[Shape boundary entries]
■ ■ ■ ■

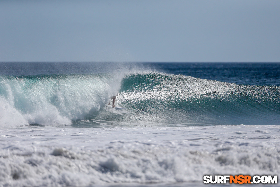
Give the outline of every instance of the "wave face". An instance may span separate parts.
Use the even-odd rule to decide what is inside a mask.
[[[106,104],[119,93],[115,104]],[[279,124],[280,87],[156,73],[0,76],[0,124]]]

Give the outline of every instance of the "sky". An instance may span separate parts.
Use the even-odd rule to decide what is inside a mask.
[[[0,61],[279,62],[280,1],[0,1]]]

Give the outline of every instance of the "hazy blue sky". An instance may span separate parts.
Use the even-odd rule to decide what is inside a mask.
[[[280,1],[2,0],[0,61],[280,61]]]

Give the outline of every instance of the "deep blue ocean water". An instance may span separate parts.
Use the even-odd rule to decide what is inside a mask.
[[[279,124],[279,63],[4,63],[0,70],[2,102],[29,124]],[[116,105],[127,110],[108,111],[118,93]]]
[[[0,186],[204,186],[206,175],[279,174],[279,71],[0,63]],[[117,94],[126,109],[107,104]]]

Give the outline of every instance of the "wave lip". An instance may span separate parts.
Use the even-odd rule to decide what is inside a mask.
[[[106,104],[118,92],[116,104],[127,109],[108,110]],[[155,72],[3,76],[0,123],[279,125],[279,86]]]

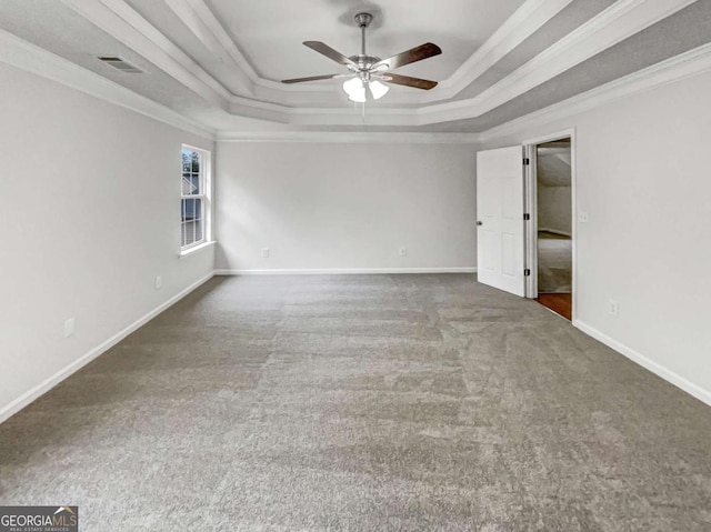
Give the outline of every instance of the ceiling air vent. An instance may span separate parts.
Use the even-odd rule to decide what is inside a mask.
[[[143,72],[138,67],[134,67],[133,64],[131,64],[130,62],[128,62],[127,60],[121,59],[121,58],[100,56],[99,60],[103,61],[107,64],[110,64],[111,67],[113,67],[117,70],[120,70],[121,72],[126,72],[126,73],[141,73],[141,72]]]

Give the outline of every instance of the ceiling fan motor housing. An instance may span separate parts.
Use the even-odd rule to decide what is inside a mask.
[[[373,16],[370,13],[358,13],[354,19],[359,28],[368,28],[373,21]]]

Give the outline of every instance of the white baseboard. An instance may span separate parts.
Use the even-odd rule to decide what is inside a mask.
[[[216,270],[216,275],[374,275],[389,273],[477,273],[477,268],[327,268],[303,270]]]
[[[17,412],[19,412],[20,410],[22,410],[24,406],[30,404],[32,401],[38,399],[40,395],[43,395],[44,393],[50,391],[52,388],[54,388],[61,381],[67,379],[69,375],[71,375],[72,373],[76,373],[77,371],[79,371],[81,368],[87,365],[89,362],[91,362],[93,359],[96,359],[100,354],[103,354],[106,351],[108,351],[113,345],[119,343],[121,340],[123,340],[126,337],[131,334],[133,331],[138,330],[139,328],[141,328],[142,325],[148,323],[150,320],[156,318],[158,314],[160,314],[162,311],[164,311],[169,307],[176,304],[182,298],[188,295],[190,292],[196,290],[201,284],[206,283],[207,281],[209,281],[213,277],[214,277],[214,272],[212,272],[209,275],[206,275],[202,279],[200,279],[199,281],[192,283],[190,287],[184,289],[182,292],[178,293],[177,295],[173,295],[172,298],[170,298],[164,303],[162,303],[159,307],[157,307],[156,309],[151,310],[148,314],[143,315],[142,318],[138,319],[137,321],[131,323],[129,327],[127,327],[122,331],[120,331],[120,332],[116,333],[113,337],[109,338],[106,342],[101,343],[100,345],[97,345],[94,349],[89,351],[87,354],[84,354],[81,358],[74,360],[68,367],[59,370],[57,373],[54,373],[49,379],[40,382],[38,385],[32,388],[31,390],[27,391],[26,393],[23,393],[22,395],[20,395],[16,400],[11,401],[9,404],[6,404],[4,406],[0,408],[0,423],[2,423],[3,421],[6,421],[8,418],[10,418],[11,415],[16,414]]]
[[[684,392],[689,393],[690,395],[693,395],[694,398],[697,398],[699,401],[702,401],[702,402],[704,402],[704,403],[707,403],[708,405],[711,406],[711,391],[704,390],[703,388],[701,388],[701,387],[694,384],[693,382],[684,379],[683,377],[679,375],[678,373],[674,373],[673,371],[668,370],[663,365],[658,364],[657,362],[648,359],[643,354],[638,353],[637,351],[634,351],[631,348],[628,348],[623,343],[620,343],[617,340],[613,340],[612,338],[610,338],[607,334],[598,331],[593,327],[590,327],[590,325],[588,325],[588,324],[585,324],[585,323],[583,323],[583,322],[581,322],[579,320],[577,320],[573,324],[578,329],[580,329],[582,332],[584,332],[585,334],[594,338],[599,342],[604,343],[608,348],[611,348],[611,349],[615,350],[618,353],[623,354],[624,357],[630,359],[632,362],[637,362],[642,368],[648,369],[649,371],[651,371],[655,375],[661,377],[662,379],[664,379],[667,382],[672,383],[677,388],[683,390]]]

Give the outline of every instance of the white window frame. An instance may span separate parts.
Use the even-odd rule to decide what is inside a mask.
[[[199,194],[186,194],[183,183],[183,169],[182,169],[182,152],[190,151],[196,152],[200,157],[199,165]],[[206,245],[212,241],[212,154],[208,150],[196,148],[189,144],[182,144],[180,149],[180,252],[194,250],[196,248]],[[194,242],[183,245],[183,222],[182,219],[182,204],[186,199],[199,199],[201,200],[201,215],[202,215],[202,238]]]

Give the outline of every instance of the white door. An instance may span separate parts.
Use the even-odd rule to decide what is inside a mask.
[[[523,147],[477,153],[479,282],[525,294]]]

■ ■ ■ ■

*YOUR TASK*. Copy the listing word for word, excluding its pictures.

*OUTPUT FOR THIS TASK*.
Give the outline of every instance of the "wave face". An instance may span separate parts.
Use the even-odd rule to decide what is inside a mask.
[[[106,104],[119,93],[115,104]],[[279,124],[280,87],[156,73],[0,76],[0,124]]]

Give the outline of every instance of the "sky". An instance may span separate parts.
Use the even-odd rule to decide what is inside a mask.
[[[0,61],[279,62],[280,1],[0,1]]]

Give the outline of every instance of the "hazy blue sky". An instance may span separate parts.
Use the even-odd rule to decide what is inside a mask.
[[[280,1],[2,0],[0,61],[280,61]]]

Give the outline of every instance of the "deep blue ocean water". An instance may span separate parts.
Use the even-odd rule to decide what is inside a mask.
[[[279,124],[279,63],[4,63],[0,70],[2,102],[29,124]],[[116,105],[127,110],[108,111],[118,93]]]
[[[0,186],[204,186],[206,175],[279,174],[279,71],[0,63]],[[117,94],[126,109],[107,104]]]

Give the outline of every instance of the "wave lip". An instance may span separate parts.
Use the even-odd rule to decide what is inside a mask.
[[[106,104],[118,92],[116,104],[127,109],[108,110]],[[155,72],[3,76],[0,123],[279,125],[279,86]]]

Give the outline of every instance of the ceiling air vent. An instance may span separate parts.
Use the even-odd rule to decide what is inside a mask.
[[[143,72],[138,67],[134,67],[133,64],[131,64],[130,62],[128,62],[127,60],[121,59],[121,58],[100,56],[99,60],[103,61],[107,64],[110,64],[111,67],[113,67],[117,70],[120,70],[121,72],[126,72],[126,73],[141,73],[141,72]]]

Give the outline of every instance of the ceiling fan motor housing. An instance may span separate parts.
Use the even-odd rule to decide what is inside a mask.
[[[373,16],[370,13],[358,13],[354,19],[359,28],[368,28],[373,21]]]

Give the outline of every instance of the white baseboard. An instance may span separate parts.
Use the even-odd rule to decide what is inside a mask.
[[[216,270],[216,275],[374,275],[389,273],[477,273],[477,268],[327,268],[303,270]]]
[[[17,412],[19,412],[20,410],[22,410],[24,406],[30,404],[32,401],[38,399],[40,395],[43,395],[44,393],[50,391],[52,388],[54,388],[61,381],[67,379],[69,375],[71,375],[72,373],[76,373],[77,371],[79,371],[81,368],[87,365],[89,362],[91,362],[93,359],[96,359],[100,354],[103,354],[106,351],[108,351],[113,345],[119,343],[121,340],[123,340],[126,337],[131,334],[133,331],[138,330],[139,328],[141,328],[142,325],[148,323],[150,320],[156,318],[158,314],[160,314],[162,311],[164,311],[169,307],[176,304],[182,298],[188,295],[190,292],[196,290],[201,284],[206,283],[207,281],[209,281],[213,277],[214,277],[214,272],[212,272],[209,275],[206,275],[202,279],[200,279],[199,281],[192,283],[190,287],[184,289],[182,292],[178,293],[177,295],[173,295],[172,298],[170,298],[164,303],[162,303],[159,307],[157,307],[156,309],[151,310],[148,314],[143,315],[142,318],[138,319],[137,321],[131,323],[129,327],[127,327],[122,331],[120,331],[120,332],[116,333],[113,337],[109,338],[106,342],[101,343],[100,345],[97,345],[94,349],[89,351],[87,354],[84,354],[81,358],[74,360],[68,367],[59,370],[57,373],[54,373],[49,379],[40,382],[38,385],[32,388],[31,390],[27,391],[26,393],[23,393],[22,395],[20,395],[16,400],[11,401],[9,404],[6,404],[4,406],[0,408],[0,423],[2,423],[3,421],[6,421],[8,418],[10,418],[11,415],[16,414]]]
[[[684,392],[689,393],[690,395],[693,395],[694,398],[697,398],[699,401],[702,401],[702,402],[704,402],[704,403],[707,403],[708,405],[711,406],[711,391],[704,390],[703,388],[701,388],[701,387],[694,384],[693,382],[684,379],[683,377],[679,375],[678,373],[674,373],[673,371],[668,370],[663,365],[658,364],[657,362],[648,359],[643,354],[638,353],[637,351],[634,351],[631,348],[628,348],[623,343],[620,343],[617,340],[613,340],[612,338],[610,338],[607,334],[598,331],[593,327],[590,327],[590,325],[588,325],[588,324],[585,324],[585,323],[583,323],[583,322],[581,322],[579,320],[577,320],[573,324],[578,329],[580,329],[582,332],[584,332],[585,334],[594,338],[599,342],[604,343],[608,348],[611,348],[611,349],[615,350],[618,353],[623,354],[624,357],[630,359],[632,362],[637,362],[642,368],[648,369],[649,371],[651,371],[655,375],[661,377],[662,379],[664,379],[667,382],[672,383],[677,388],[683,390]]]

Give the outline of every instance of the white window frame. An instance may span separate parts.
Use the even-odd rule to decide what is inside a mask.
[[[199,194],[186,194],[183,183],[183,169],[182,169],[182,152],[190,151],[196,152],[200,157],[199,165]],[[206,245],[212,241],[212,154],[208,150],[196,148],[189,144],[182,144],[180,149],[180,252],[194,250],[196,248]],[[194,242],[183,245],[183,222],[182,219],[182,204],[186,199],[199,199],[201,200],[201,215],[202,215],[202,238]]]

Give the outline of every instance of the white door. An instance may span separate parts.
Use the even-odd rule to decide what is inside a mask.
[[[523,147],[477,153],[479,282],[525,294]]]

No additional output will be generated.